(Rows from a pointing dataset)
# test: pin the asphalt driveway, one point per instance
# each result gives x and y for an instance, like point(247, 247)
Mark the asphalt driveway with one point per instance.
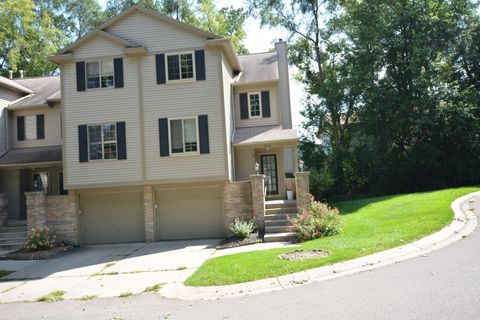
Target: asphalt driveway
point(105, 270)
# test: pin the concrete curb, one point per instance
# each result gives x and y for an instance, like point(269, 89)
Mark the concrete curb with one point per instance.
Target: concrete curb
point(463, 224)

## [AIM]
Transcribe every row above verbatim, line by line, omitting the pictures.

## [ANSWER TO THE EXERCISE]
# test: pin the asphalt driveway, one point per instance
# each result gives x and y for an instance, like point(247, 247)
Mark the asphalt driveway with one point per instance.
Target: asphalt driveway
point(105, 270)
# test: pin the concrete curb, one point per instance
# each result gives x and y for an instance, like point(269, 89)
Mark the concrete curb with one point per instance.
Target: concrete curb
point(463, 224)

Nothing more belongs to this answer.